**Required action:** Quote the dividend tax discussion word for word, starting at "I was just checking" and ending at "in the details)?".

**Page extract:**

I was just checking my tax declaration and found that the dividends do not match up with the IB Report, so I started investigating. Turned out the automatic values for SPMCHA (UBS ETF SPI Mid) were to small. Then I saw that IB had listed 2 dividend payments in the same day and the software for some reason only counts one.
Now I am wondering, why were there 2 dividend payments in the same day and why does the tax software only take the first one(it does list both in the details)?
According to IB I got paid for both so it might actually be a bug in the software.
This is because on 08.09.2017 you got two types of payment.
A payment of CHF 0.72 per share which is the payment of a capital gain, which is not taxable in Switzerland and on which there is no withholding tax of 35%.
A payment of CHF 1.25 per share which is an income, has the 35% withholding tax refundable if you fill your tax declaration.
The website https://www.ictax.admin.ch/extern/fr.html#/security/CH0130595124/20171231
tells you all the details about it.
The dividend paid with the profit obtained from capital gain are not taxable since the last modification of the tax system for companies in Switzerland, 2 or 3 years ago. This modification had been widely criticized because it gave advantages to some billionaires of this country. Once the law is there it is not forbidden to the small investors to take advantage of it.
Nice, I did not know about that tax law. So basically one dividend is taxable and the other is not, is this what the 10 and 11 mean?
With that my withholding taxes seem to add up and even the DA1 does not seem the be remotely as much of a PITA as I imagined it being, of course that still depends on if it actually works.
I work in banking (but by no means an expert) and what dividend payout is, is a type of corporate actions. There are many types of corporate actions, which trigger different events.
Cool, it makes sense that capital gains are not taxed in CH. But why would a company pay out a part of their capital gains to the shareholders? I mean, a shareholder can convert capital gains into cash by selling some shares. So why does a company pay out capital gains and not just buyback their shares from the market? The end effect would be the same: they spend cash (reduce their capital), but they reduced the number of outstanding shares, so the the share price rises.
The numbers 10 and 11 are the number of the coupon (Cp.) that is detached to pay for the dividend. In 2016 it was 8 and 9.
The trick is that when the company has some capital gain and some operational profit the company is free to affect the capital gain to pay the shareholders and the operational profit to R&D, acquisition or expansion. Shares buy back is also an option but why do it when distributing capital gain is not taxable. Distribution of capital gain is common with financial societies (UBSG, CSGN, ZURN) but very seldom with industrial or pharmaceutical (NESN, NOVN, ROG) as they make money only with operational profit.

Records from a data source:

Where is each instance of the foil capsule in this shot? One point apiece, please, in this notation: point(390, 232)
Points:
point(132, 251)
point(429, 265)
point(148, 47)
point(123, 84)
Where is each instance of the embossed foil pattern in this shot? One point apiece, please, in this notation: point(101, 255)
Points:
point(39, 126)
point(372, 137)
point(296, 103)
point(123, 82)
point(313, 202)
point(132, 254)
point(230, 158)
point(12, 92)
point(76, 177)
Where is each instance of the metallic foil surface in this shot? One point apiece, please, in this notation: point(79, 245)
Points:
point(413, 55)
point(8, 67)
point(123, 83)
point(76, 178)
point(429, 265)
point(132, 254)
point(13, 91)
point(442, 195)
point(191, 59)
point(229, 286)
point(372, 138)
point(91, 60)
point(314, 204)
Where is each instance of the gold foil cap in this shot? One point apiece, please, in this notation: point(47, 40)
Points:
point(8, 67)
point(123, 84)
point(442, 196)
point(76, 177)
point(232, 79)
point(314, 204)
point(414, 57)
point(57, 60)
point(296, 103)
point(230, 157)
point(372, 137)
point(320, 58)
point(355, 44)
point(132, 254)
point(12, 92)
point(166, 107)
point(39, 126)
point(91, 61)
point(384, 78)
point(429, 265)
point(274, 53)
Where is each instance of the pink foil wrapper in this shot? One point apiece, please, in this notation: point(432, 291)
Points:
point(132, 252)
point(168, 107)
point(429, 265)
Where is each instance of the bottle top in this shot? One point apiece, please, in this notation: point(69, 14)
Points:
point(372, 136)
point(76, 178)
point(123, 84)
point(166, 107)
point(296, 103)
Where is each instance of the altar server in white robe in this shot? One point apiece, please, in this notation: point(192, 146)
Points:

**Answer to this task:**
I was just checking my tax declaration and found that the dividends do not match up with the IB Report, so I started investigating. Turned out the automatic values for SPMCHA (UBS ETF SPI Mid) were to small. Then I saw that IB had listed 2 dividend payments in the same day and the software for some reason only counts one.
Now I am wondering, why were there 2 dividend payments in the same day and why does the tax software only take the first one(it does list both in the details)?